■ **QUOTED PASSAGE**:
Dwane Anthony Lee (born 26 November 1979) is a former footballer who played as a midfielder. Born in England, he made two appearances for the Grenada national team at international level.

Club career
Lee was born in Hillingdon, Greater London. He began his career at Yeading and was loaned out to Aldershot Town for one-month, in November 2002, before moving to Exeter City in July 2003. After a season, Lee moved to Barnet, where he played over 50 games and won a Conference National championship medal. After half a season in the Football League, Lee returned to the Conference with Kidderminster Harriers, and then Stevenage Borough, before a spell with Maidenhead United. In May 2008, he became the first summer signing for newly promoted Conference side Kettering Town.

■ **Saved data entries**:
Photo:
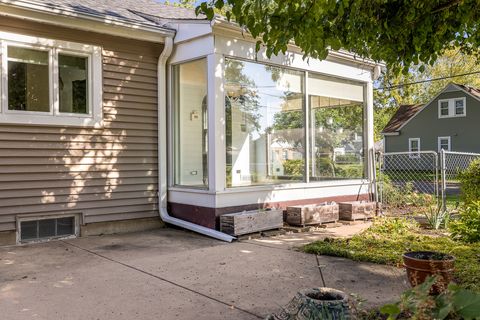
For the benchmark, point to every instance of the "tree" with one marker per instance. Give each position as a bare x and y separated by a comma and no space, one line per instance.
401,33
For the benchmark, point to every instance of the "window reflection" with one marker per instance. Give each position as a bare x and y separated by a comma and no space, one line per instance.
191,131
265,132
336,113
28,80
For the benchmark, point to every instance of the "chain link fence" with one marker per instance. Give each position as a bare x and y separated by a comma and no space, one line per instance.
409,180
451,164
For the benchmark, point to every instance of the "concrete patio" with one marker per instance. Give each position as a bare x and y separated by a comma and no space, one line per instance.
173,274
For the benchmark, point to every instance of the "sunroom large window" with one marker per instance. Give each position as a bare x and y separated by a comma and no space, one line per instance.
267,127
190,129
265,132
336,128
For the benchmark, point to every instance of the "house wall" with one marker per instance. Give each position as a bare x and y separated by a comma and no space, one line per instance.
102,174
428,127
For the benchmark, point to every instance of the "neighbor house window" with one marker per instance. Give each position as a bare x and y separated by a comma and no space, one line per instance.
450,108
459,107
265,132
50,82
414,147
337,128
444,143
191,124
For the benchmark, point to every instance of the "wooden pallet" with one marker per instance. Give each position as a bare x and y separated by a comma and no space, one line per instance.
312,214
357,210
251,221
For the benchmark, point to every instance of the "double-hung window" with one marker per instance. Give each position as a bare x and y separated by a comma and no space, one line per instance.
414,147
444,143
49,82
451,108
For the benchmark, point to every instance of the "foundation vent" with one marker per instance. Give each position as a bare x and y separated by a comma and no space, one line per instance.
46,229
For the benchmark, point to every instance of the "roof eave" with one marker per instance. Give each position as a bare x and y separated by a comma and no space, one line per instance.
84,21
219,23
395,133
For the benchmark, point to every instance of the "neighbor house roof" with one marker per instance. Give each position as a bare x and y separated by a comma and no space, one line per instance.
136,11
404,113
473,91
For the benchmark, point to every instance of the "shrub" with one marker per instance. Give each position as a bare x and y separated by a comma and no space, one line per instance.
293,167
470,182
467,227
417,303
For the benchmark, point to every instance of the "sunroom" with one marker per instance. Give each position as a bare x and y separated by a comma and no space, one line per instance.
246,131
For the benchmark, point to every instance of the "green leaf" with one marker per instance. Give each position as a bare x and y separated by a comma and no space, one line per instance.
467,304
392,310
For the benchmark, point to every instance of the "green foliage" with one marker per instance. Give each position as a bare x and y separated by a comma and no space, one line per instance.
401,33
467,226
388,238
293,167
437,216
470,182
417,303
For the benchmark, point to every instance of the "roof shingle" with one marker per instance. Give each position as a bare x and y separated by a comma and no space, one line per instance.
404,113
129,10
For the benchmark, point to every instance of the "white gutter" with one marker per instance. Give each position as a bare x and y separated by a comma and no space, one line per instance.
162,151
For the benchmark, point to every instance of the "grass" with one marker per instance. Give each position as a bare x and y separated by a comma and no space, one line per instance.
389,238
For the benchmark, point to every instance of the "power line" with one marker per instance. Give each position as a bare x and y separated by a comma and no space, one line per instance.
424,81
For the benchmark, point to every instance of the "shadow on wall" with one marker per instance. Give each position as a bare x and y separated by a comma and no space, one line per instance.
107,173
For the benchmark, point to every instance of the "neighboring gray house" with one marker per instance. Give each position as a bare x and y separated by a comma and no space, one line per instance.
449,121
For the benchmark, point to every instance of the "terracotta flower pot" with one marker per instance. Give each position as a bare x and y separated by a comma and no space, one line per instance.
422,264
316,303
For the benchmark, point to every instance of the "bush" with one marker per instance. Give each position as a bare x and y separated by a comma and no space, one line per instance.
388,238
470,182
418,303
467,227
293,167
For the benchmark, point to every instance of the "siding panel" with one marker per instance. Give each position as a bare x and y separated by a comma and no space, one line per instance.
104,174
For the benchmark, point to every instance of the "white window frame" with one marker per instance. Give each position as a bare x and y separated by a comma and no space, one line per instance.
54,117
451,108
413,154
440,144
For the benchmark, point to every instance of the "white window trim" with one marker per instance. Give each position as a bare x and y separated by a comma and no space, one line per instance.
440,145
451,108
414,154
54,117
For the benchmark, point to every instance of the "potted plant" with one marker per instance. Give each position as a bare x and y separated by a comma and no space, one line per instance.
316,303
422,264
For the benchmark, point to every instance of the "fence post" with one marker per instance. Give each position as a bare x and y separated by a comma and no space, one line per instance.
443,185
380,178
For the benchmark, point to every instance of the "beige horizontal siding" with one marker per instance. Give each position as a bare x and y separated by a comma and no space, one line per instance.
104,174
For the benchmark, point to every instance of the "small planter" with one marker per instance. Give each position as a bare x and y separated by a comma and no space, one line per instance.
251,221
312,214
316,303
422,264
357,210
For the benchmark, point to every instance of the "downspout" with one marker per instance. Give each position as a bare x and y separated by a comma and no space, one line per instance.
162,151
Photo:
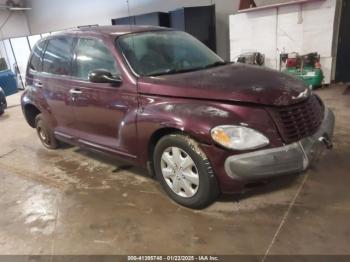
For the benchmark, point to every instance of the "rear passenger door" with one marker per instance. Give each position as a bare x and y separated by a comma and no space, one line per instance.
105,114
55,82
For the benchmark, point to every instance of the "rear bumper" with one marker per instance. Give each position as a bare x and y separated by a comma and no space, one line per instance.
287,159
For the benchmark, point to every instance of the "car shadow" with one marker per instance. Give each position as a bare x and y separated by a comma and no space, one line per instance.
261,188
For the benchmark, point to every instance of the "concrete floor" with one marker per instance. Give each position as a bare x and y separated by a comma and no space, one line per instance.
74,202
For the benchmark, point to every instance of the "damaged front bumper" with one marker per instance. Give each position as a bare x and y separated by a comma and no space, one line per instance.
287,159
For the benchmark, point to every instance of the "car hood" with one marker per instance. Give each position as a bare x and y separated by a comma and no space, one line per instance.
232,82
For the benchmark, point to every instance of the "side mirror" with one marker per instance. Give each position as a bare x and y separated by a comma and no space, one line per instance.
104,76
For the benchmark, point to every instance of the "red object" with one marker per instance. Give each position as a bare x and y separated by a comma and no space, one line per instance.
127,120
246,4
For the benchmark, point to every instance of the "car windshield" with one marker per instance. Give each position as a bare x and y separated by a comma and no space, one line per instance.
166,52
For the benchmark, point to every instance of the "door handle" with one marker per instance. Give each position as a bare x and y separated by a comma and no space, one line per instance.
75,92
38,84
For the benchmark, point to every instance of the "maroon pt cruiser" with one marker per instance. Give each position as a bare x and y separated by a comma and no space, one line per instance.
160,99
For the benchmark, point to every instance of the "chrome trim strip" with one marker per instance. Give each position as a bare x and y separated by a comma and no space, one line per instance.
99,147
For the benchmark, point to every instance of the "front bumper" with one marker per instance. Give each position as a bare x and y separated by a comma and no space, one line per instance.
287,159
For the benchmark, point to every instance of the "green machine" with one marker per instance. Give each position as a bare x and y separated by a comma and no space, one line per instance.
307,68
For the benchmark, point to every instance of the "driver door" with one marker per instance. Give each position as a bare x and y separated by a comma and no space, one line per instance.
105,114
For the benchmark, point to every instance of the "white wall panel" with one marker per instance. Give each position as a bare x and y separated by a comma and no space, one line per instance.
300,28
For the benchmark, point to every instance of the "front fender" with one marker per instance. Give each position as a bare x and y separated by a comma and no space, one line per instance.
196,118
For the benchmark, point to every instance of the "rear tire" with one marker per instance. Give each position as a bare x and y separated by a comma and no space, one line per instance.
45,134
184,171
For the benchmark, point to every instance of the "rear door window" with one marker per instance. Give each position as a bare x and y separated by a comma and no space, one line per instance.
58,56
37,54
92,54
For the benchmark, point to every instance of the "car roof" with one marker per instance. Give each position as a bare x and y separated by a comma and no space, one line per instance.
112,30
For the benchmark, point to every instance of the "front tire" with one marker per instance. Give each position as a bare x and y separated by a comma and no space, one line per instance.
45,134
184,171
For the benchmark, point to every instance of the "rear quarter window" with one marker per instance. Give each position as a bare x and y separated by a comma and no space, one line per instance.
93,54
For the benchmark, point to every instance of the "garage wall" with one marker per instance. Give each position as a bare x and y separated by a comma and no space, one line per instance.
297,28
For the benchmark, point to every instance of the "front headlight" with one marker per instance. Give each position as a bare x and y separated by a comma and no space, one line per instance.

■ **SET PROBLEM 1**:
Transcribe the Dwane Lee biography between "Dwane Anthony Lee" and "side Kettering Town.", inclusive.
■ **SET PROBLEM 2**:
Go on with the Dwane Lee biography, starting right after its last sentence.
The items are separate material from the Dwane Lee biography.

■ **EXERCISE OUTPUT 1**:
Dwane Anthony Lee (born 26 November 1979) is a former footballer who played as a midfielder. Born in England, he made two appearances for the Grenada national team at international level.

Club career
Lee was born in Hillingdon, Greater London. He began his career at Yeading and was loaned out to Aldershot Town for one-month, in November 2002, before moving to Exeter City in July 2003. After a season, Lee moved to Barnet, where he played over 50 games and won a Conference National championship medal. After half a season in the Football League, Lee returned to the Conference with Kidderminster Harriers, and then Stevenage Borough, before a spell with Maidenhead United. In May 2008, he became the first summer signing for newly promoted Conference side Kettering Town.

■ **EXERCISE OUTPUT 2**:
On 2 December 2008, he joined AFC Wimbledon after his contract was cancelled by mutual consent at Kettering in November, going straight into the starting XI for their game against Eastleigh. He then joined Bromley in August 2009, but was released after only seven appearances (six league, one FA Cup). In March 2010, he joined Boreham Wood. In August 2011, Lee signed for Lewes in the Isthmian League. Lee moved to Hayes & Yeading United in October of the same year. Lee managed the Hayes & Yeading United F.C. U23 Team. In 2019 he briefly managed London Tigers.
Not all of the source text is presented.